_DIRECTIONS FOR THIS TASK_
Only those lines from the one with "Task: the component shall indicate the leafy" through the last line of the material belong in the answer, each repeated exactly.

_SUPPLIED DATA_

%%

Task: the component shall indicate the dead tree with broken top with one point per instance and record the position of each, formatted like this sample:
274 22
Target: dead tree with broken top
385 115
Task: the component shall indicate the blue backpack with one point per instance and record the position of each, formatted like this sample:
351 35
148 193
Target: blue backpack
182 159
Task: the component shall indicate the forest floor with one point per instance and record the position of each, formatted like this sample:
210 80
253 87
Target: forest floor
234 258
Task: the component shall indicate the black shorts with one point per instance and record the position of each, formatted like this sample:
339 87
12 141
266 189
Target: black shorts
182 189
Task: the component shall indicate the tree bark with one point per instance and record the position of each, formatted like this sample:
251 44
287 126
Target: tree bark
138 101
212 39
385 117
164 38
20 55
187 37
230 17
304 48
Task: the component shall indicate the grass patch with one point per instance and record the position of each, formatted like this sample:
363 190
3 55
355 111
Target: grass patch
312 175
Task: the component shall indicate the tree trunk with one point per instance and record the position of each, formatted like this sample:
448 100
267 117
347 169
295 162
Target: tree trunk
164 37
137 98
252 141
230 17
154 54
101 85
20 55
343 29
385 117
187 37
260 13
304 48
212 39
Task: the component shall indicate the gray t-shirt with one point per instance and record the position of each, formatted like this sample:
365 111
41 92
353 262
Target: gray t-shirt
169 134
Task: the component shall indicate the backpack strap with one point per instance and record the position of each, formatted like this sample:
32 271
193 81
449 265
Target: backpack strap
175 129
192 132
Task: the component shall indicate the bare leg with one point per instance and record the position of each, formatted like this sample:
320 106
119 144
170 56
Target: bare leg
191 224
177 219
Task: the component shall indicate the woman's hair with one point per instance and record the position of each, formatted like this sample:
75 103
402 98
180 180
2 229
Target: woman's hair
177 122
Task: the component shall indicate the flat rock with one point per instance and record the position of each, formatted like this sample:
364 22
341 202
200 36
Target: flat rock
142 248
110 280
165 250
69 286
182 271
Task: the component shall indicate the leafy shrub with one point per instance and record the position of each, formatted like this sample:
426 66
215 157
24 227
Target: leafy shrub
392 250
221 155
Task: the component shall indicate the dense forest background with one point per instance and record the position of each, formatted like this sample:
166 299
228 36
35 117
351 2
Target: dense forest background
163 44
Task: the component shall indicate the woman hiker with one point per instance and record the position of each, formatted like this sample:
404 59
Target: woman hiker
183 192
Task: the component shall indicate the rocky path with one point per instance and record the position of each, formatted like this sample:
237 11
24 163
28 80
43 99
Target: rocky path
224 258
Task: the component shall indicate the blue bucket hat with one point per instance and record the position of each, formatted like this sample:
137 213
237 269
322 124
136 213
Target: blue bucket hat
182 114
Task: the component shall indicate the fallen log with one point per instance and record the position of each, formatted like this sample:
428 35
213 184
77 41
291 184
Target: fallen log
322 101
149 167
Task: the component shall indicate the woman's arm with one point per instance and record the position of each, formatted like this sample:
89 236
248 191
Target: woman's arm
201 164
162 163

%%

_RESPONSE TO THIS EXERCISE_
Task: the component shall indicate the leafy shrub with one point per instance and record the position of each, formatted like this sample:
426 66
215 157
24 227
Target: leafy shrub
392 250
221 155
Task: the component shall indicate the dense forest background with one point per instance and record the position of each, formatted like this sample:
166 299
228 36
35 117
351 2
Target: dense forest background
163 44
Task: the component shall indicate the woman hiker with one point per instance and record the position of each, formatted like this sample:
404 59
Target: woman hiker
183 192
Task: the component shall indicate the rocky path with one point per instance and record the position of each, formatted like this sample:
237 11
24 163
28 80
43 99
Target: rocky path
224 258
Task: the component shall indicate the blue bucket hat with one point per instance and record the position of each, formatted like this sample:
137 213
237 269
322 124
136 213
Target: blue bucket hat
182 114
Task: the component shall indicate the fallen log with one point per instance and record the position of each, formatted like this sample:
428 35
213 184
77 41
291 184
Target: fallen log
322 101
149 167
Task: the component shall indicate the woman's arm with one point per instance and record the position of each, formatted like this sample:
89 236
248 191
Target: woman's arm
201 164
162 163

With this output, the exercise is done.